The Spring 2018 Adaptive Collection line is the third Tommy Hilfiger collection designed specifically for people with disabilities
Words by Victoria Fell
For some people with disabilities, tasks that non-disabled people take for granted can sometimes be a struggle – and this includes getting dressed. With the CDC finding that one out of five adults in the US have a disability, and Scope reporting that there are 13.9 million people with a disability in the UK, this is an issue that affects a huge number of people all over the world.
Tommy Hilfiger has recognised this, and this week launched his Spring 2018 Adaptive Collection, his third line aimed specifically for people with disabilities (following a children’s line in 2016 and the first adult collection launched in 2017).
According to Bustle, the campaign features notable figures from the disabled community, including US Paralympian gold medal track star Jeremy Campbell, motivational speaker Mama Caxx, paraplegic dancer Chelsie Hill and 18-year-old autistic chef Jeremiah Josey.
The clothes in the 2018 Adaptive Collection still look like your typical Tommy Hilfiger collection, with colour blocking, stripes and his signature red, white and blue palette. The big difference is, as the name of the collection suggests, some elements of the clothing have been adapted. This includes magnetic buttons, adjustable pant hems to accommodate a prosthetic or brace, wrist loops to help put on pants, easy open necklines, expanded back and side openings, one-handed zippers, and Velcro closures.
Bustle also reported that changes have been made to the 2018 collection based on feedback from the first line. These include the fact that the quality of the Velcro closures has been improved, bungee cord closures are replacing zippers, and plackets at the waistline make putting on pants easier for those in wheelchairs.
Hilfiger spoke to CNN last year and said, ‘Inclusivity and the democratization of fashion have always been at the core of my brand’s DNA.’ He went on, ‘These collections continue to build on that vision, empowering differently abled adults to express themselves through fashion.’

══════════

» **Questions to answer**
1. In the article on Tommy Hilfiger's adaptive collection, what is replacing zippers in the 2018 line?
2. Reproduce word for word the part of the article on Tommy Hilfiger's adaptive collection starting at "Tommy Hilfiger has" and ending at "chef Jeremiah Josey.".

Data excerpts:

══════════

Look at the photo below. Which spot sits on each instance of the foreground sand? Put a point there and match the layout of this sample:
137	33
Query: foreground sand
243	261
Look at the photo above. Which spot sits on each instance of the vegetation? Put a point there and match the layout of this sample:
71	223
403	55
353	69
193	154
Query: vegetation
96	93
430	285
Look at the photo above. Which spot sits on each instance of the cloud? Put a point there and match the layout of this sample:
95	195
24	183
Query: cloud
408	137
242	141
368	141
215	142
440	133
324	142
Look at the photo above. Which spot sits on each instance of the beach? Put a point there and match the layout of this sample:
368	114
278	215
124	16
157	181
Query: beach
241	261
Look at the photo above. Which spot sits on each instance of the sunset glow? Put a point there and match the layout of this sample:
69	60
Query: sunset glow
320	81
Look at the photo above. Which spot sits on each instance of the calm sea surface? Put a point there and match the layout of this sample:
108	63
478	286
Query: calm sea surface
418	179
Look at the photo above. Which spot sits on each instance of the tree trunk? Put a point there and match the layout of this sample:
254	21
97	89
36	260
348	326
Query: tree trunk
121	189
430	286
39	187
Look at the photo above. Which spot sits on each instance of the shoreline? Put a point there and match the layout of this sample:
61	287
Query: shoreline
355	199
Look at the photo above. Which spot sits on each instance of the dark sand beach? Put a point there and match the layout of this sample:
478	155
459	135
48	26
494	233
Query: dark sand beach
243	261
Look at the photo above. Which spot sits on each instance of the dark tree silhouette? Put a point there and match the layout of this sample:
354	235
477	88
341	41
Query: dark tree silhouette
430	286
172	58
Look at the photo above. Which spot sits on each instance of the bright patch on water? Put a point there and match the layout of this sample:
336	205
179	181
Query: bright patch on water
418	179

══════════

» **Answers to the exercise**
1. Bungee cord closures are replacing zippers.

2.
Tommy Hilfiger has recognised this, and this week launched his Spring 2018 Adaptive Collection, his third line aimed specifically for people with disabilities (following a children’s line in 2016 and the first adult collection launched in 2017).
According to Bustle, the campaign features notable figures from the disabled community, including US Paralympian gold medal track star Jeremy Campbell, motivational speaker Mama Caxx, paraplegic dancer Chelsie Hill and 18-year-old autistic chef Jeremiah Josey.